● TASK DIRECTIONS: Extract all of the entries and give them again, word for word.

— begin AVAILABLE RECORDS —

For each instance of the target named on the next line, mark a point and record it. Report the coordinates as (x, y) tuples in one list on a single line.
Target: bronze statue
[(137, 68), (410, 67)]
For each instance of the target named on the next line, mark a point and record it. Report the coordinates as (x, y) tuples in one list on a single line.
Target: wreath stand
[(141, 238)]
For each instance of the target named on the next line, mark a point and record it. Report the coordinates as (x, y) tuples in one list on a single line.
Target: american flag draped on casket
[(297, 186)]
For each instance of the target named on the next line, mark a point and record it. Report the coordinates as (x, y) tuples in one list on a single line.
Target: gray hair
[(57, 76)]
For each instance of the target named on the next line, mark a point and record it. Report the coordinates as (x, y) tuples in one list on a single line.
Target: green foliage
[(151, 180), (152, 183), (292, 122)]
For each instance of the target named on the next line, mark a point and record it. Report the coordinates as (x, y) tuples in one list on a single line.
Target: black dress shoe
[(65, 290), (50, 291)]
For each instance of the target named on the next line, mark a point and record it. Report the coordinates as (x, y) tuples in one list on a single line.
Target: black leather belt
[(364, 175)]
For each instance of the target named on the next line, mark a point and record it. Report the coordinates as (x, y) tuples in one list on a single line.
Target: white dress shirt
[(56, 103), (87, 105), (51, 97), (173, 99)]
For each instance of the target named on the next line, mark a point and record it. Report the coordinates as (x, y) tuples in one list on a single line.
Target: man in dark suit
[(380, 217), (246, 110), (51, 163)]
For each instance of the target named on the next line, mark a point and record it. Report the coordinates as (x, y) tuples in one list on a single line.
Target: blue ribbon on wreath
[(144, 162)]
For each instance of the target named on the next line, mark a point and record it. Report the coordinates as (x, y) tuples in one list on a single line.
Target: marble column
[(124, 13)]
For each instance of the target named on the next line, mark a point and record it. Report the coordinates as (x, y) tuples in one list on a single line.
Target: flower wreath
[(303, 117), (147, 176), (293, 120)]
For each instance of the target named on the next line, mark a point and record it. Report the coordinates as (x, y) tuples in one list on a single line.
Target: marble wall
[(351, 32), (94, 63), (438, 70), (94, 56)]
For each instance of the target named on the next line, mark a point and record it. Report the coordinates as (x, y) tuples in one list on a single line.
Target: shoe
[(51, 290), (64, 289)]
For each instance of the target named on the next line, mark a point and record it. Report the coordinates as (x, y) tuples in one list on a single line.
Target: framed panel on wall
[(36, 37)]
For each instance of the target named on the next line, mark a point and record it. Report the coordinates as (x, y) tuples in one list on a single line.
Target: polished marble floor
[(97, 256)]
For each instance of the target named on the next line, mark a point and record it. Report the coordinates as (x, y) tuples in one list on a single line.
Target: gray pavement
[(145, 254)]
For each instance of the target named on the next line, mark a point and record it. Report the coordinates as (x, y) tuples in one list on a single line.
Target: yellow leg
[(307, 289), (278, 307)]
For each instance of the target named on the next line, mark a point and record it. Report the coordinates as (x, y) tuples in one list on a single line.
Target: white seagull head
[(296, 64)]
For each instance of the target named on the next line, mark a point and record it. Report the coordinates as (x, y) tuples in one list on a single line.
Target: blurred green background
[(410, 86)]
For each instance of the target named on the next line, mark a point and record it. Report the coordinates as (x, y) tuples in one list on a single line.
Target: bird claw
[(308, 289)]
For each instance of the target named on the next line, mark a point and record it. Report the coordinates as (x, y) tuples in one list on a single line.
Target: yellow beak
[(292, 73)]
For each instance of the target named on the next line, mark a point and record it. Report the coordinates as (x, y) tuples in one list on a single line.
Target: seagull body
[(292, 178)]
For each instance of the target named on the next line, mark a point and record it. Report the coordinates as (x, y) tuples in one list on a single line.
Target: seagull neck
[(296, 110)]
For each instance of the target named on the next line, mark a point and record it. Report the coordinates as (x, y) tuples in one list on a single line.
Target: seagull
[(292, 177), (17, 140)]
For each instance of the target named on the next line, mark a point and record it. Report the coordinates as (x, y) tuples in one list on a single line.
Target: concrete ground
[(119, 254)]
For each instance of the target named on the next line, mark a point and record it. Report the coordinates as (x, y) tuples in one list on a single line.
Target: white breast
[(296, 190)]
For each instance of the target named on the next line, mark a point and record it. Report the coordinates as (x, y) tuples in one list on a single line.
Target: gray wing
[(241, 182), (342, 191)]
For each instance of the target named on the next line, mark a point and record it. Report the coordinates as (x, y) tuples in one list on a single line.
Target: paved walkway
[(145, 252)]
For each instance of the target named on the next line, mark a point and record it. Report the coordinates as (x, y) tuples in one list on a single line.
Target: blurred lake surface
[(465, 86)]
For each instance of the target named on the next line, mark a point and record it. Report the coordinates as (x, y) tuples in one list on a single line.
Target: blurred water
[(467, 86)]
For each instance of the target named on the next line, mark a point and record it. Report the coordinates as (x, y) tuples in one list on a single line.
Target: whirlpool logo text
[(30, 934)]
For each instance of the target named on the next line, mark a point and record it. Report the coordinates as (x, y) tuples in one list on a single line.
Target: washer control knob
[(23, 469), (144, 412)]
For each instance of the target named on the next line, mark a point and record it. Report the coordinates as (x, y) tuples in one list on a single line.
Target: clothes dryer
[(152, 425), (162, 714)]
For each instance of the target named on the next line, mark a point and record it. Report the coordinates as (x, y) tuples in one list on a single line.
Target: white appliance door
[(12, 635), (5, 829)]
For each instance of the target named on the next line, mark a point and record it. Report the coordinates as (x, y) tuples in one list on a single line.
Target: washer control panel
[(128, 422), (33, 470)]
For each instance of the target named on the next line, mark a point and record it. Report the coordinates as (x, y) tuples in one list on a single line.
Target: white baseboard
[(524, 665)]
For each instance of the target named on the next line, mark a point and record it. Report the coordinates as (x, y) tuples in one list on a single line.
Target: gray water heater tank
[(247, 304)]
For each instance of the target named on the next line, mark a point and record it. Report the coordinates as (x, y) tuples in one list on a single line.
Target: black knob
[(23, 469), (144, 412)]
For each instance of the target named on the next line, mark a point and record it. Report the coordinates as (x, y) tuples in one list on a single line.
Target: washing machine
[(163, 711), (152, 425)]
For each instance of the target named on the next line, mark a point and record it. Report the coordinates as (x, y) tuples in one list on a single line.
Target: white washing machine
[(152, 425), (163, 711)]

— end AVAILABLE RECORDS —

● WRITTEN ANSWER:
For each instance of the target named on the next line, mark a point and record it. Report the coordinates as (x, y) tuples in one list on a single line.
Target: bronze statue
[(137, 68), (410, 67)]
For each instance of the target named on the next line, mark a point and record it. Report the coordinates as (x, y) tuples in one list on a single line.
Target: wreath stand
[(141, 238)]
For each instance of the target named on the next line, mark a point and record it. Report the coordinates as (x, y) tuples in one list on a single line.
Target: american flag draped on casket
[(297, 186)]
For each instance of the target named on the next line, mark a point and record it. Report the coordinates as (x, y) tuples in one list on a single line.
Target: gray hair
[(57, 76)]
For each instance of the target named on the next line, mark a point and record it. Report the coordinates as (x, y) tuples in one list on a single line.
Target: green foliage
[(151, 180), (152, 183), (292, 122)]
For each instance of the target named on the next line, mark a point and record it. Report the coordinates as (x, y) tuples in one list on a single line.
Target: black dress shoe
[(65, 290), (50, 291)]
For each instance of the target named on the next line, mark a point and record it. Report the coordinates as (x, y) tuples in one list on a single line.
Target: black leather belt
[(364, 175)]
For each instance of the target named on the next line, mark a point and record it. Report the coordinates as (x, y) tuples in one list on a single line.
Target: white dress shirt
[(56, 103), (87, 105), (51, 97), (173, 99)]
For each instance of the target named on the next line, mark a point and record it. Report the coordinates as (x, y) tuples in one list on a single line.
Target: man in dark suit
[(380, 217), (246, 110), (51, 163)]
For each instance of the target named on the next line, mark a point and record it. Report the coordinates as (x, y) tuples in one list on a single line.
Target: blue ribbon on wreath
[(144, 162)]
For each instance of the target named on the next line, mark a point and record it. Report the coordinates as (x, y) tuples in one list on a single line.
Target: marble column
[(124, 13)]
For each instance of the target named on the next line, mark a point and record it. Report the coordinates as (x, y) tuples in one list on a single line.
Target: flower wreath
[(303, 117), (147, 176), (293, 120)]
For each instance of the target named on the next line, mark a point and record it. Report the coordinates as (x, y) tuples in one list on a single line.
Target: marble wall
[(351, 32), (94, 63), (438, 70), (94, 56)]
For each instance of the target named on the next line, mark a point and record it. Report the coordinates as (x, y) tuples in one list on a single line.
Target: shoe
[(51, 290), (64, 289)]
For each instance of the target named on the next line, mark a point and record it. Report the coordinates as (x, y) tuples in one list on a single line.
Target: framed panel on wall
[(36, 37)]
For each instance of the target named on the next line, mark a point and record it. Report the coordinates as (x, y) tuples in one list on a single line.
Target: polished marble floor
[(97, 256)]
For each instance of the target named on the next line, mark a point and record it. Report the coordinates as (x, y) tuples in one list on a single line.
Target: gray pavement
[(145, 254)]
For each instance of the target named on the next line, mark a point and record it. Report the coordinates as (x, y) tuples in one list on a single line.
Target: yellow leg
[(307, 289), (278, 307)]
For each instance of the target named on the next line, mark a point and record it. Report the coordinates as (x, y) tuples in one list on a single line.
Target: white seagull head
[(296, 64)]
For each instance of the target named on the next line, mark a point and record it. Report the coordinates as (x, y) tuples in one list on a single line.
Target: blurred green background
[(410, 86)]
For each instance of the target named on the next line, mark a point and record it. Report the coordinates as (x, y) tuples in one list on a single line.
Target: bird claw
[(308, 289)]
For each instance of the target named on the next line, mark a point and record it. Report the coordinates as (x, y) tuples in one list on a single line.
Target: yellow beak
[(292, 73)]
For each instance of the target named on the next line, mark a point and record it. Report the coordinates as (x, y) tuples in one list on a single line.
Target: seagull body
[(292, 178)]
For each instance of the target named on the next line, mark a point and record it. Report the coordinates as (x, y) tuples in one list on a single line.
Target: seagull neck
[(296, 110)]
For each instance of the target named on the next line, mark a point and record it. Report the coordinates as (x, y) tuples in one list on a single line.
Target: seagull
[(292, 177), (17, 140)]
For each instance of the target named on the next line, mark a point and record it. Report the coordinates as (x, y) tuples in one list on a single line.
Target: concrete ground
[(119, 254)]
For each instance of the target named on the next line, mark a point and record it. Report the coordinates as (x, y) tuples in one list on a single line.
Target: white breast
[(296, 190)]
For each instance of the target named on the next line, mark a point and record it. Report the coordinates as (x, y) tuples in one list on a single line.
Target: gray wing
[(241, 182), (342, 191)]
For each instance of the target named on the next line, mark a point and record it. Report the coordinates as (x, y) tuples in one list on a single line.
Target: paved walkway
[(145, 252)]
For each instance of the target named on the next line, mark a point and record it. Report the coordinates as (x, y) tuples in one list on a single line.
Target: blurred lake surface
[(465, 86)]
For each instance of the target named on the next line, mark a point and record it. Report the coordinates as (x, y) tuples in one list on a single line.
Target: blurred water
[(467, 86)]
For each instance of the target named on the next line, mark a point and record it. Report the coordinates as (x, y) tuples in one list on a single line.
Target: whirlpool logo text
[(30, 934)]
For each instance of the target named on the next line, mark a point and record it. Report the coordinates as (x, y) tuples in one list on a single line.
Target: washer control knob
[(23, 469), (144, 412)]
For each instance of the target named on the next line, mark a point and record it. Report the coordinates as (x, y) tuples in one list on a single line.
Target: clothes dryer
[(152, 425), (162, 714)]
For each instance of the target named on the next line, mark a point and record it. Report the coordinates as (x, y) tuples in one list on a single line.
Target: white appliance door
[(12, 635), (5, 829)]
For each instance of the target named on the next line, mark a point and record it. Report the coordinates as (x, y) tuples in one list on a single line.
Target: washer control panel
[(128, 422), (33, 470)]
For each instance of the target named on the next line, mark a point and record it. Report the coordinates as (x, y) tuples in one list on a single line.
Target: white baseboard
[(524, 665)]
For each instance of the target named on the next line, mark a point and record it. Report the coordinates as (x, y) tuples in one list on a single line.
Target: gray water heater tank
[(247, 304)]
For each instance of the target named on the next line, mark a point and record it. Report the coordinates as (x, y) tuples in one list on a single line.
Target: black knob
[(23, 469), (144, 412)]
For each instance of the target named on the next line, mark a point and record it. Report the coordinates as (x, y) tuples in one list on a single line.
Target: washing machine
[(163, 711), (152, 425)]
For each instance of the target named on the next line, mark a point and record it. Report the coordinates as (x, y) tuples in one list on a single line.
Target: white washing machine
[(152, 425), (163, 711)]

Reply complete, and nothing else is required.